┌─ Passage to read

Fish & Chips - Stephen Hodges – FISH FACE

By Franz Scheurer

 

Stephen Hodges, Greg Doyle’s business partner at the glamorous Pier Restaurant in Double Bay for 13 years, decided he didn’t want to cook for the ‘To Be Seen’ crowd any longer, but cook honest, simple food, for the average punter, using the freshest possible ingredients in a small restaurant, where he could actually observe the delight on the diners’ faces as they ate his creations. He took over Fish Face, a long-standing fish café, and after a complete refurbishment, reopened in late November 2003.

 

The tiny Darlinghurst restaurant, largely open to the street, seats a mere 28, but he’s served 109 in one night. His laconic comment: “it can get a bit hectic, for sure”.

└─
┌─ Entries shown

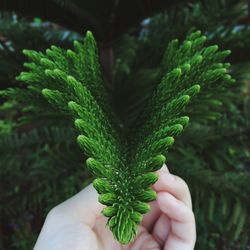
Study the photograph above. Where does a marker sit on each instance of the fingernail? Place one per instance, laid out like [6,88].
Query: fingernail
[170,177]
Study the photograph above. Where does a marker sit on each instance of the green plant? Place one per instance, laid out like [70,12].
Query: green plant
[123,159]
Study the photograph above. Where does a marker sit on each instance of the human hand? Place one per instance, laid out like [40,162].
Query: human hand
[77,223]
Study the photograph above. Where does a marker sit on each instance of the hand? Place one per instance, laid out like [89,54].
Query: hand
[77,223]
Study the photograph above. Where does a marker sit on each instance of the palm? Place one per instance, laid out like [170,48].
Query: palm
[78,224]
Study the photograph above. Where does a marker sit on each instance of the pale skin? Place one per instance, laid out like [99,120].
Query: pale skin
[77,223]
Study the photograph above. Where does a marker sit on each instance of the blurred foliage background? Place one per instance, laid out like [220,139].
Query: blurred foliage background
[40,163]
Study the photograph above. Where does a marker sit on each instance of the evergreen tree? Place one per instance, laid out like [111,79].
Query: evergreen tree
[212,155]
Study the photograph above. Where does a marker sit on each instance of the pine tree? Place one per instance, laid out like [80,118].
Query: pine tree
[212,154]
[123,164]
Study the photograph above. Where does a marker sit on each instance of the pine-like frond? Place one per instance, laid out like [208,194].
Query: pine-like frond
[124,161]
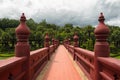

└─

▸ Tasks and exercises
[A] Write out the Fish Face article from "Fish & Chips" to "late November 2003.".
[B] Using the Fish Face article, answer yes or no to each statement and quote the words that decide it: (i) Stephen Hodges was Greg Doyle's business partner at the Pier Restaurant for 13 years; (ii) Fish Face reopened in early 2004; (iii) the restaurant seats 109 people.
The records have nothing to do with the Fish Face article.

▸ Expected responses
[A]
Fish & Chips - Stephen Hodges – FISH FACE

By Franz Scheurer

 

Stephen Hodges, Greg Doyle’s business partner at the glamorous Pier Restaurant in Double Bay for 13 years, decided he didn’t want to cook for the ‘To Be Seen’ crowd any longer, but cook honest, simple food, for the average punter, using the freshest possible ingredients in a small restaurant, where he could actually observe the delight on the diners’ faces as they ate his creations. He took over Fish Face, a long-standing fish café, and after a complete refurbishment, reopened in late November 2003.

[B]
(i) Yes: "Greg Doyle’s business partner at the glamorous Pier Restaurant in Double Bay for 13 years"
(ii) No: "reopened in late November 2003"
(iii) No: "seats a mere 28"